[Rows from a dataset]
________________________

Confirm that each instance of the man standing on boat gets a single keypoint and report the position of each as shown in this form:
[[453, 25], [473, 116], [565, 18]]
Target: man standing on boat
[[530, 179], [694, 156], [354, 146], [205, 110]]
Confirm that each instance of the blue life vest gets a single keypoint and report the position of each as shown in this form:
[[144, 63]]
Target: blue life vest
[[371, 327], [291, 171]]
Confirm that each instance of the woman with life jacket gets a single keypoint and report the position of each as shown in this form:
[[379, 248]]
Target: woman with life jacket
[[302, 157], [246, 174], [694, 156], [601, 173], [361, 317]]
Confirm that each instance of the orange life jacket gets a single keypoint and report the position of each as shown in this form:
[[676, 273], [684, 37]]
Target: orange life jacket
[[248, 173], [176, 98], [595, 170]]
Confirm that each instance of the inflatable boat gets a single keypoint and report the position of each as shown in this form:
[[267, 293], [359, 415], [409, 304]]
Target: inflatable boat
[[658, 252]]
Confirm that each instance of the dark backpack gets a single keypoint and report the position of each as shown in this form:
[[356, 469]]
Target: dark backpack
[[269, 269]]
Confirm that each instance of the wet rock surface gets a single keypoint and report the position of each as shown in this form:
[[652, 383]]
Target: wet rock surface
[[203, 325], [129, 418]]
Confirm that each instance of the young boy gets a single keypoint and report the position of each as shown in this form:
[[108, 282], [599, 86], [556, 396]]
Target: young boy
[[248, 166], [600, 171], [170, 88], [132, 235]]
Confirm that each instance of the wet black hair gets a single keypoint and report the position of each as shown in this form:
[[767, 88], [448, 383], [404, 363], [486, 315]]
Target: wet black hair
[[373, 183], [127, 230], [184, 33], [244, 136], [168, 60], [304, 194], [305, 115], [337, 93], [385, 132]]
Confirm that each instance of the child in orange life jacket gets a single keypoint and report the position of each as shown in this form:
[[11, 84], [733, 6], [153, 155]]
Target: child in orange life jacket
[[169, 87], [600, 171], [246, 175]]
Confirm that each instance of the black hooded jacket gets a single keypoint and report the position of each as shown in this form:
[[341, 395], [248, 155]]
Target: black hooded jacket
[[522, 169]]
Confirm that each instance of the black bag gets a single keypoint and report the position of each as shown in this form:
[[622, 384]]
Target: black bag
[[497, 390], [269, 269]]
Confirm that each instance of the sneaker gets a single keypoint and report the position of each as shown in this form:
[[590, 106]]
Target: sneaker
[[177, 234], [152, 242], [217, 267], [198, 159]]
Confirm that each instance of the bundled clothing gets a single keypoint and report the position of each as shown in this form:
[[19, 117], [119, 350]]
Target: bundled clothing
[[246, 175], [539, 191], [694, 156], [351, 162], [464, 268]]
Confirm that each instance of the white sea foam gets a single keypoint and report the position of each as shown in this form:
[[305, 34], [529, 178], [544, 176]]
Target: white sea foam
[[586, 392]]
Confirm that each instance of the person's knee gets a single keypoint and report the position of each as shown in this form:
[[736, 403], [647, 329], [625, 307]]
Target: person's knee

________________________

Rewrite the material from the line with "Confirm that each instance of the blue" to the line with "[[371, 327], [291, 171]]", changing "blue life vest" to "yellow life vest" and leaving everything else as it is.

Confirm that each instance of the yellow life vest gets a single keypoint and report the position of each as shown in this form:
[[144, 63]]
Target: yellow life vest
[[371, 327], [291, 171]]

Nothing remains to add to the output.